- Brief
Can you restate the records below word for word?

- Saved entries
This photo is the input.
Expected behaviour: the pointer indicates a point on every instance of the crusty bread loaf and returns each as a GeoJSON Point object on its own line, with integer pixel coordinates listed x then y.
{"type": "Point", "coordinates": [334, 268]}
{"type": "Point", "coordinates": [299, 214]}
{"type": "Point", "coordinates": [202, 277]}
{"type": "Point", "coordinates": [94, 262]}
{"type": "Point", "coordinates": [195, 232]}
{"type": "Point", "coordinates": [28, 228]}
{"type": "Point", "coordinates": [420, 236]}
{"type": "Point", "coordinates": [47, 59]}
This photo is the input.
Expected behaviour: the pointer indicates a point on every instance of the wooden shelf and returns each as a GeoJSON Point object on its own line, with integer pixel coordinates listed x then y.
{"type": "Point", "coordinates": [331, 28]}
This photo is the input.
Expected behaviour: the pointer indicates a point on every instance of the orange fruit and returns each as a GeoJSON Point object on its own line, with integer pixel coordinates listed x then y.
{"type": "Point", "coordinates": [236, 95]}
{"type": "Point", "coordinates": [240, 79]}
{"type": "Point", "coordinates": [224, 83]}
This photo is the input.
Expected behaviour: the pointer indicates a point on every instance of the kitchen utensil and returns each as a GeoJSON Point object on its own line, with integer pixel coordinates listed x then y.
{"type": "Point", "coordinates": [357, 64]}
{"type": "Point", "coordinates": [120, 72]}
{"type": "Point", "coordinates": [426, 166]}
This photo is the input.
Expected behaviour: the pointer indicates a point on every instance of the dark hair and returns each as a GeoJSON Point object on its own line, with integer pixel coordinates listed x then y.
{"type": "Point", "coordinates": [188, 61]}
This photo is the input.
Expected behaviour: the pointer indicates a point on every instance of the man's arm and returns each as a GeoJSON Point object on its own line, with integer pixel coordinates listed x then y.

- Output
This photo is the input.
Expected behaviour: the pointer indicates a point on every instance of the crusty bread loaf and returns each as a GeoJSON Point object on its own line, with integer pixel coordinates listed x then y.
{"type": "Point", "coordinates": [334, 268]}
{"type": "Point", "coordinates": [299, 214]}
{"type": "Point", "coordinates": [202, 277]}
{"type": "Point", "coordinates": [94, 262]}
{"type": "Point", "coordinates": [195, 232]}
{"type": "Point", "coordinates": [28, 228]}
{"type": "Point", "coordinates": [420, 236]}
{"type": "Point", "coordinates": [47, 59]}
This photo is the input.
Expected behaviour: the pointer indicates a point on every instance of the wooden shelf and returns each as a GeoJSON Point object on its own line, with integer pixel coordinates listed x then y.
{"type": "Point", "coordinates": [331, 28]}
This photo is the input.
Expected behaviour: the pointer indicates a point on every instance of the orange fruit and returns each as a GeoJSON Point object on its own line, with integer pixel coordinates listed x then y.
{"type": "Point", "coordinates": [236, 95]}
{"type": "Point", "coordinates": [240, 79]}
{"type": "Point", "coordinates": [224, 83]}
This photo is the input.
Expected behaviour: the pointer indicates a point on every instance of the kitchen utensil and returns each as a GeoJSON Point object on its own line, with integer pixel coordinates listed x then y.
{"type": "Point", "coordinates": [357, 64]}
{"type": "Point", "coordinates": [120, 72]}
{"type": "Point", "coordinates": [426, 166]}
This photo is the input.
Expected behaviour: the pointer indicates a point on every instance of the dark hair and returns each as a GeoJSON Point object on its own line, with integer pixel coordinates listed x then y.
{"type": "Point", "coordinates": [188, 61]}
This photo is the input.
Expected behaviour: the pointer indicates a point on every instance of the man's arm and returns each as a GeoJSON Point object on its own line, with integer pixel coordinates listed x then y.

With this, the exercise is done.